**PROBLEM A:** In Recipe 013, what does the claude-video-vision plugin turn lectures into?
**PROBLEM B:** Decide whether each statement agrees with Recipe 013, answering yes or no and quoting the deciding words: (i) the video the reader watches runs 17 minutes; (ii) pausing every forty seconds to type notes is described as easy; (iii) the ideas from the videos are fed into CLAUDE.md.

**READING PASSAGE:**
*** Block opens ***
Recipe 013
Watching Isn't Owning: Turn YouTube Gold into Project Knowledge
You watch a brilliant 17-minute video, nod along, and remember nothing a week later. Here's the pipeline we actually run: the claude-video-vision plugin turns lectures into timestamped study notes — and then feeds the ideas into CLAUDE.md so the agent applies them to the project forever.
Here's an uncomfortable inventory: how many genuinely great YouTube videos did you watch last month — lectures, breakdowns, masterclasses? And how many changed anything about how you work?
That gap has a name: watching isn't owning. The video was gold; your memory is a sieve. Notes would help, but pausing every forty seconds to type is miserable, so nobody does it twice.
This week we closed that gap for real, with a plugin — and the last step is the part nobody talks about: the knowledge didn't stop at "notes." It got wired into the project so our agent applies it automatically.
*** Block closes ***
**RECORDS SUPPLIED:**
*** Block opens ***
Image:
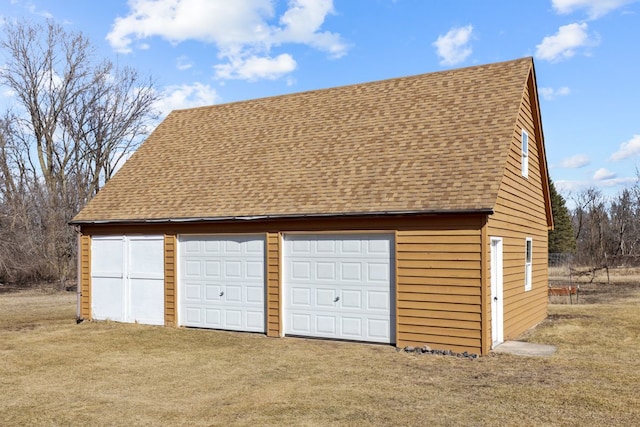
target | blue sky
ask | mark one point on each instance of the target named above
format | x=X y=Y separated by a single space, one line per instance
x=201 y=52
*** Block closes ***
*** Block opens ***
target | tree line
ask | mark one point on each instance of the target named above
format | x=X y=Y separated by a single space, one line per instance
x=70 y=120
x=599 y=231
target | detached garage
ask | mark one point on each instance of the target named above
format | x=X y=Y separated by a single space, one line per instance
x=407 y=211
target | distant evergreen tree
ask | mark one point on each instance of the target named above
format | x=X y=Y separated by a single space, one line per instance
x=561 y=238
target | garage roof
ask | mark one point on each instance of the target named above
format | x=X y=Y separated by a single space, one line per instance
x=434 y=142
*** Block closes ***
*** Block opens ***
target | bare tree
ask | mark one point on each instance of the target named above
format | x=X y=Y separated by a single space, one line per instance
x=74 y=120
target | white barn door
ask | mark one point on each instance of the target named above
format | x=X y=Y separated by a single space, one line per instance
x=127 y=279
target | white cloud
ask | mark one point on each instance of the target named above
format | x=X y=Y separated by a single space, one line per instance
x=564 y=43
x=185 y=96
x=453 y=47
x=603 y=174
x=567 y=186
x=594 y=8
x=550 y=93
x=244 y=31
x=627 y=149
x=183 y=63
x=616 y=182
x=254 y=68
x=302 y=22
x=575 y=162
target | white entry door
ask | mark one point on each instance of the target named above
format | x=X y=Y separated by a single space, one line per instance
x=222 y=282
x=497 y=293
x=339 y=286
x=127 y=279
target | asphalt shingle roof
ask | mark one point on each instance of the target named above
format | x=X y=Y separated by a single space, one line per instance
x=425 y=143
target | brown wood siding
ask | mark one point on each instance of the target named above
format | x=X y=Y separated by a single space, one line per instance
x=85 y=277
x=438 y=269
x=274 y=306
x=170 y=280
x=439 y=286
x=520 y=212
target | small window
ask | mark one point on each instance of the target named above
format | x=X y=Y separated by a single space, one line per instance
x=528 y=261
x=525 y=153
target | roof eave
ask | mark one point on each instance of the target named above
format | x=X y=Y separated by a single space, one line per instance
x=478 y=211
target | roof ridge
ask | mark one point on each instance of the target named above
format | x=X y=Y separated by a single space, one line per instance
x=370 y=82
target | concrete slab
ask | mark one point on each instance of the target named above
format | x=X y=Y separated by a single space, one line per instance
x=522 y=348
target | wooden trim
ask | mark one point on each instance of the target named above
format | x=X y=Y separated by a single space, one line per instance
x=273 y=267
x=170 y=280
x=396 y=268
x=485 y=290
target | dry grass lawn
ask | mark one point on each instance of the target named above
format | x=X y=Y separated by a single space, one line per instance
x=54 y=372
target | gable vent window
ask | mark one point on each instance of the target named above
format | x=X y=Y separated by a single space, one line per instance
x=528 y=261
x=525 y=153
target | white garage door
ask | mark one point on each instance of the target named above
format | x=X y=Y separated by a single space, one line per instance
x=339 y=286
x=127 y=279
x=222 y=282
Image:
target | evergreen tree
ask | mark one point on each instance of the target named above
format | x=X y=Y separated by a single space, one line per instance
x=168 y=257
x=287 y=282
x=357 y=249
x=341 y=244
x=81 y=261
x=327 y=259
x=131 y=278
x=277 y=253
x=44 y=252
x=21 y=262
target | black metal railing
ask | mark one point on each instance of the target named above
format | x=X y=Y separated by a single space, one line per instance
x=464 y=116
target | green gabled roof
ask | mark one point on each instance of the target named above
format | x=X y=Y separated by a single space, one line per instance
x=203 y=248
*** Block closes ***
**EXPECTED OUTPUT A:** Timestamped study notes.

**EXPECTED OUTPUT B:**
(i) Yes: "a brilliant 17-minute video"
(ii) No: "pausing every forty seconds to type is miserable"
(iii) Yes: "feeds the ideas into CLAUDE.md"